• THE TASK
Write out the material below word for word, with the pictures left out.

:::::

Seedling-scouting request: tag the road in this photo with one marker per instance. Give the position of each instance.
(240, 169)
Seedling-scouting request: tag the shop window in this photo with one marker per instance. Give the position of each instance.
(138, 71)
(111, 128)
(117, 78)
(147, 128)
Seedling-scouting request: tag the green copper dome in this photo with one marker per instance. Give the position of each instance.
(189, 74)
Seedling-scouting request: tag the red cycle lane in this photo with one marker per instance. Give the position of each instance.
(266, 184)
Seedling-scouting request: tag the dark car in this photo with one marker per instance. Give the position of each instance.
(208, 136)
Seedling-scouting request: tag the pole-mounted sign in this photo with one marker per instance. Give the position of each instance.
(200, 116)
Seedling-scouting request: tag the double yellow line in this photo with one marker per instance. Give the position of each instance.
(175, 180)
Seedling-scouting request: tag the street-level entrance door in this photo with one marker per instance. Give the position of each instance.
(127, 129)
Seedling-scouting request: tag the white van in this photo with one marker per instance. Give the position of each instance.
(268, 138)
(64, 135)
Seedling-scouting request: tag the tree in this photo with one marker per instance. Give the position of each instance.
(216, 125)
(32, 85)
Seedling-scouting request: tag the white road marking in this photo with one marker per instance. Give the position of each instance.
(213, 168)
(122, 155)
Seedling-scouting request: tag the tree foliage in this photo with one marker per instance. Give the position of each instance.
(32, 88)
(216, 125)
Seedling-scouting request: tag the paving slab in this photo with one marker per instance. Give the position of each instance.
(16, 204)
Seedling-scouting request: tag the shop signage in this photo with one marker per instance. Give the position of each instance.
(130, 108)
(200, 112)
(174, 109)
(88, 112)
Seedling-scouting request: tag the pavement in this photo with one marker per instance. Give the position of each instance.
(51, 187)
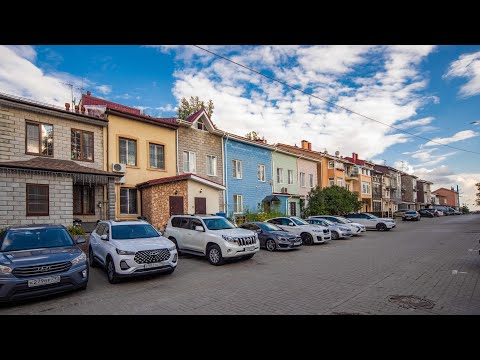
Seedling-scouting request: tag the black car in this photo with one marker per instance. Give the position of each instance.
(272, 237)
(39, 260)
(426, 213)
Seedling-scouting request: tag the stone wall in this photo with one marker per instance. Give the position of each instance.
(156, 204)
(13, 190)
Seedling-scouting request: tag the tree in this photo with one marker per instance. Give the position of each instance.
(189, 107)
(333, 200)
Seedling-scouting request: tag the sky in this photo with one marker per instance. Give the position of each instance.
(427, 90)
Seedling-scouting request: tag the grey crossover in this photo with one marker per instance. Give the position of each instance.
(39, 260)
(272, 237)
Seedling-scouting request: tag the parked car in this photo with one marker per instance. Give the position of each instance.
(355, 227)
(372, 221)
(411, 215)
(338, 231)
(39, 260)
(130, 248)
(272, 237)
(212, 236)
(310, 234)
(427, 213)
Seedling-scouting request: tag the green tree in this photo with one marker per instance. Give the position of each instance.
(191, 106)
(333, 200)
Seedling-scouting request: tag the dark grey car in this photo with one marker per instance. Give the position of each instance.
(39, 260)
(272, 237)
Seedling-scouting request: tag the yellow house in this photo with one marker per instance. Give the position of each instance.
(140, 146)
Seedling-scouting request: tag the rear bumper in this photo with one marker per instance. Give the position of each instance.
(13, 289)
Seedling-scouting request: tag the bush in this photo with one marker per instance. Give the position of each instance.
(76, 231)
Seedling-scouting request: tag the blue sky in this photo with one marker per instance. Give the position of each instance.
(433, 91)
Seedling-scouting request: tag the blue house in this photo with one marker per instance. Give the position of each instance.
(248, 172)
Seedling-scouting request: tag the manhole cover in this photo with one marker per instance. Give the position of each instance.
(411, 302)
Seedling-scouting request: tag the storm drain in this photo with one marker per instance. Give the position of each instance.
(411, 302)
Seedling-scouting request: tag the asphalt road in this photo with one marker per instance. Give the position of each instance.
(434, 260)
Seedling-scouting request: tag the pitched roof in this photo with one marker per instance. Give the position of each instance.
(187, 176)
(54, 165)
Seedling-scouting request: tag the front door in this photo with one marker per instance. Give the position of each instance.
(293, 209)
(200, 205)
(176, 205)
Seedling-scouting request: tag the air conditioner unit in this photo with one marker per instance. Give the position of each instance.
(121, 180)
(117, 167)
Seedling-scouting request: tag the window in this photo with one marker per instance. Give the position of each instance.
(211, 165)
(365, 187)
(238, 204)
(189, 162)
(157, 156)
(82, 145)
(37, 200)
(39, 139)
(128, 201)
(127, 152)
(201, 125)
(83, 200)
(279, 175)
(261, 172)
(302, 179)
(237, 169)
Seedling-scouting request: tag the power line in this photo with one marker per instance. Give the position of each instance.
(330, 102)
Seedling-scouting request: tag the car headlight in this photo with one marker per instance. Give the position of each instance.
(79, 259)
(124, 252)
(5, 269)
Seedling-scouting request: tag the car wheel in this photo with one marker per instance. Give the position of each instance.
(307, 239)
(111, 273)
(270, 245)
(214, 255)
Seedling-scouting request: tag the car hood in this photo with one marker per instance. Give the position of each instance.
(39, 256)
(143, 244)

:::::

• RESULT
Seedling-scouting request: tag the road in this photo with one marker per instance. Give the position of each instance.
(240, 169)
Seedling-scouting request: tag the shop window in this photo with one marker per instance. Give the position of each instance.
(138, 71)
(111, 128)
(117, 78)
(147, 128)
Seedling-scouting request: tag the green copper dome in this photo with one marker per instance. Give the position of each instance.
(189, 74)
Seedling-scouting request: tag the red cycle lane in this photo with one marker per instance. Give the position of each instance.
(266, 184)
Seedling-scouting request: tag the dark car in this photo with one marker per instance. Give the position of each instance.
(208, 136)
Seedling-scouting request: tag the pole-mounted sign in this photo with one marker per instance. Give the position of each instance.
(200, 116)
Seedling-scouting request: tag the double yellow line in this photo with one marker per instance. Give the position of each instance.
(175, 180)
Seedling-scouting request: tag the street-level entrance door in this photo with one marker per instance. Give the position of each instance.
(127, 129)
Seedling-scouting request: tag the white van in this photo with one marker per instance. Give the position of each instance.
(268, 138)
(64, 135)
Seedling-scouting request: tag the tree in this photo with one marker per instance. Give the position of each instance.
(216, 125)
(32, 85)
Seedling-scouting request: tag the white road marking in this photo with one marker per instance. Give the position of each instance.
(213, 168)
(122, 155)
Seedling-scouting request: tag the tree foliage in this photo with one marker per instance. Give the position of each instance.
(32, 88)
(216, 125)
Seedling-scouting request: tag the paving slab in this photo with one marker per instance. Give the position of each instance.
(16, 204)
Seedling-scouting request: tag the shop signage in this photo with one marker per instance. Give the position of each instance.
(130, 108)
(200, 112)
(174, 109)
(88, 112)
Seedling-scouting request: tag the pavement in this photo with one marker per instance. Give the position of each instance.
(51, 187)
Seedling-scouting request: tag the black car in this photo with one marker per instance. Give the position of each instance.
(272, 237)
(39, 260)
(426, 213)
Seedling-scouting request: tag the stone wall in this photo with one marker per instance. Give the position of each instance.
(156, 204)
(13, 190)
Seedling-scouting request: tag the tree in this photo with one marker per instance. Give the position of each instance.
(189, 107)
(333, 200)
Seedling-scouting request: tag the sky in this photo with one marker per instance. Give the position of each instance.
(427, 90)
Seedling-scouting request: tag the grey crossover in this photo with one marker per instance. Give the position of each instance.
(39, 260)
(272, 237)
Seedling-scouting request: tag the parked car in this photo with one marker per instance. Give the position of each instance.
(355, 227)
(372, 221)
(411, 215)
(338, 231)
(39, 260)
(130, 248)
(272, 237)
(212, 236)
(310, 234)
(427, 213)
Seedling-scouting request: tag the green tree in this photo with one marker per instance. Give the position of each instance.
(191, 106)
(333, 200)
Seedling-scouting request: tag the dark grey car in this photo with one marker per instance. Give the position of each instance.
(39, 260)
(272, 237)
Seedling-scouting request: tag the yellow house in this photo with one marker per instance. Give the position of each instance.
(140, 146)
Seedling-scouting request: tag the rear bumper in this photo with one marker per instance. Give the position of each instance.
(13, 289)
Seedling-scouting request: tag the bush in this photo with one marker per instance. Give the position of each instance.
(76, 231)
Seedling-scouting request: tag the blue sky in this photo with one marker per instance. Give the position of each instance.
(433, 91)
Seedling-scouting request: tag the blue house in this photo with one marker per instance. Give the position of each instance.
(248, 172)
Seedling-scouting request: tag the manhole cover in this photo with one marker per instance. Give the position of each instance.
(411, 302)
Seedling-scouting request: tag the storm drain in this photo with one marker per instance. Give the position of each instance.
(411, 302)
Seedling-scouting request: tag the asphalt road in this photo with one marker per instance. Give the position of each instance.
(434, 260)
Seedling-scouting request: tag the pitched roof in this photo with one marker per instance. Give the position of each instance.
(187, 176)
(54, 165)
Seedling-scouting request: tag the front door in this photo with one marker per instance. Give the position of each instance.
(293, 209)
(200, 205)
(176, 205)
Seedling-scouting request: tag the air conditioner unit in this photo with one marker per instance. Give the position of each instance.
(121, 180)
(117, 167)
Seedling-scouting request: tag the window in this photo with one marker per instance. Give the position of each instance.
(211, 165)
(365, 187)
(238, 204)
(189, 162)
(157, 156)
(82, 145)
(37, 200)
(39, 139)
(128, 201)
(127, 152)
(201, 125)
(83, 200)
(279, 175)
(261, 172)
(302, 179)
(237, 169)
Seedling-scouting request: tag the power line in this photo with one marker per instance. Give the position of each instance.
(330, 102)
Seedling-scouting request: tag the car headlight in this photo with one marker per instance. Give the position of each instance.
(79, 259)
(124, 252)
(5, 269)
Seedling-scouting request: tag the car wheel in this photo with one marker per instance. Give the position of each instance.
(307, 239)
(111, 273)
(270, 245)
(214, 255)
Seedling-scouting request: tag the car hood in this photo with one marker per instance. Give the position of each instance.
(39, 256)
(143, 244)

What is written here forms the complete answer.